## Requirement
Count the lines of data below that include "feather". Provide only the number.

(Natural-language object grounding data)

Start of Block

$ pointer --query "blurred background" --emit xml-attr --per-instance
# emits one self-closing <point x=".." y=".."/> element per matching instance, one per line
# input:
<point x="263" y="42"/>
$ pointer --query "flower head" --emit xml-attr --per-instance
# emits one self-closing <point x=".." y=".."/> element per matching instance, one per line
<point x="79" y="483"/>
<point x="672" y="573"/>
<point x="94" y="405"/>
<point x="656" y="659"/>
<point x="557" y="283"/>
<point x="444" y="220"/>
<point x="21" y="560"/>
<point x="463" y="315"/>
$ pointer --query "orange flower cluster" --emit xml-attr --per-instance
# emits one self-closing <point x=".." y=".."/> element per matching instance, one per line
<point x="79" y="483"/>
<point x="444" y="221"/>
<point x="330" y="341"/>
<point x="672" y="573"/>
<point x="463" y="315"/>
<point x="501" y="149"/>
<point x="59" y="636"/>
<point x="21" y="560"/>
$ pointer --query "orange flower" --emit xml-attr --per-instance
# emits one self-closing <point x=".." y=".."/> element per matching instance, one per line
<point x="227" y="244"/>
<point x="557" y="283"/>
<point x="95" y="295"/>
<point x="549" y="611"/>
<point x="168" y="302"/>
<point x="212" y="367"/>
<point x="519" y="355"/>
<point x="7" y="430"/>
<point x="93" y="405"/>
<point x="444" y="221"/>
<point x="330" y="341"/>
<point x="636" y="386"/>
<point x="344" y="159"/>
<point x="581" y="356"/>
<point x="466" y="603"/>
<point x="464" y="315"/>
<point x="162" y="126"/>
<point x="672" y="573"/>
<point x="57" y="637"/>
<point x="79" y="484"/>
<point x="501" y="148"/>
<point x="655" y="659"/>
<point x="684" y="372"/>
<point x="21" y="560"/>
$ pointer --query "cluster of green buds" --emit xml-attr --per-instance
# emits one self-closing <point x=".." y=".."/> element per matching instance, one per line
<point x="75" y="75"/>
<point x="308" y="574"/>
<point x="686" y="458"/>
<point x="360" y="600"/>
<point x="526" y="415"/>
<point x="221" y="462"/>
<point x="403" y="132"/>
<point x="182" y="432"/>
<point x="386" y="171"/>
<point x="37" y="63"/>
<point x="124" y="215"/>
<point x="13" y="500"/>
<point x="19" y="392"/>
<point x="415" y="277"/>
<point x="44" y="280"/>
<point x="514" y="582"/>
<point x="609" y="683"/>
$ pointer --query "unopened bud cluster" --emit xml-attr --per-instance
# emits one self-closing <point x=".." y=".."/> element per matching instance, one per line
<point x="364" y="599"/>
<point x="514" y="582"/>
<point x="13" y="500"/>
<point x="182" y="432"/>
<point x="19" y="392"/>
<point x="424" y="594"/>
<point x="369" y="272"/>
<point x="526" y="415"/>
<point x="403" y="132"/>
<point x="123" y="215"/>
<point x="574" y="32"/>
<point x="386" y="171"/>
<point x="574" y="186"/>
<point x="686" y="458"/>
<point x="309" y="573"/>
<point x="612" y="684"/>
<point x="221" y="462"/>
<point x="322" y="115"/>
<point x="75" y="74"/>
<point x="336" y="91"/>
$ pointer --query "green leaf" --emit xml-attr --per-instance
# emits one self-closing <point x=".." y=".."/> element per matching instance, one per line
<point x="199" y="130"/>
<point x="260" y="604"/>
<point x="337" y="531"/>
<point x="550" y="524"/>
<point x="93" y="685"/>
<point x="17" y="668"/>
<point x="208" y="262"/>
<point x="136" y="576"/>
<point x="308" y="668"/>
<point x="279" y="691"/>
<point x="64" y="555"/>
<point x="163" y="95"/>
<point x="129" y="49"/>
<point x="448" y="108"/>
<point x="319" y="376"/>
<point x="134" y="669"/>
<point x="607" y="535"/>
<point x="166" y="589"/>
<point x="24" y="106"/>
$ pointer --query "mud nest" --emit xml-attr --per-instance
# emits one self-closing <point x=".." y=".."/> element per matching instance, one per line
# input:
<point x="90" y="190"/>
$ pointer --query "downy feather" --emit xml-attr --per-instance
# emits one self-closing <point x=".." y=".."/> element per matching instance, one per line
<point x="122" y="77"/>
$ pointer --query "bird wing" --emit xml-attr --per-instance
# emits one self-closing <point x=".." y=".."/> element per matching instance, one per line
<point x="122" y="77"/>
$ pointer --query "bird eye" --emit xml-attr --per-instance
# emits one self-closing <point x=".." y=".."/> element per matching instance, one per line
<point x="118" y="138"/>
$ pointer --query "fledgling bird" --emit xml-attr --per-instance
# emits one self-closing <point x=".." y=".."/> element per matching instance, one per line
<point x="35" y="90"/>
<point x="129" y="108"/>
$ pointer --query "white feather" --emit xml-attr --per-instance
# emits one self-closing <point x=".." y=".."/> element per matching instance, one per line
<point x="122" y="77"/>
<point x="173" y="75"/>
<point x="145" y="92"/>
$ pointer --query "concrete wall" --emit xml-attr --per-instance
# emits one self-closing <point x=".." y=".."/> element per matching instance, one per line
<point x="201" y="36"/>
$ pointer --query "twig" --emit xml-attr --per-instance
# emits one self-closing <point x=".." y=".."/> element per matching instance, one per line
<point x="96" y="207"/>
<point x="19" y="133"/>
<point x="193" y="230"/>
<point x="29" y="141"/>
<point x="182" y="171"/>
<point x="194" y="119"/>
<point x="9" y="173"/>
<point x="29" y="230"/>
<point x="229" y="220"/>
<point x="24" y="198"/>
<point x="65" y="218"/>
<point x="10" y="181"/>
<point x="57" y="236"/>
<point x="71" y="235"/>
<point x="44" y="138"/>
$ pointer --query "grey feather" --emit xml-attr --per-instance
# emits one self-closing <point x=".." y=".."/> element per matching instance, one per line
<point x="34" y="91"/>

End of Block

## Written reply
3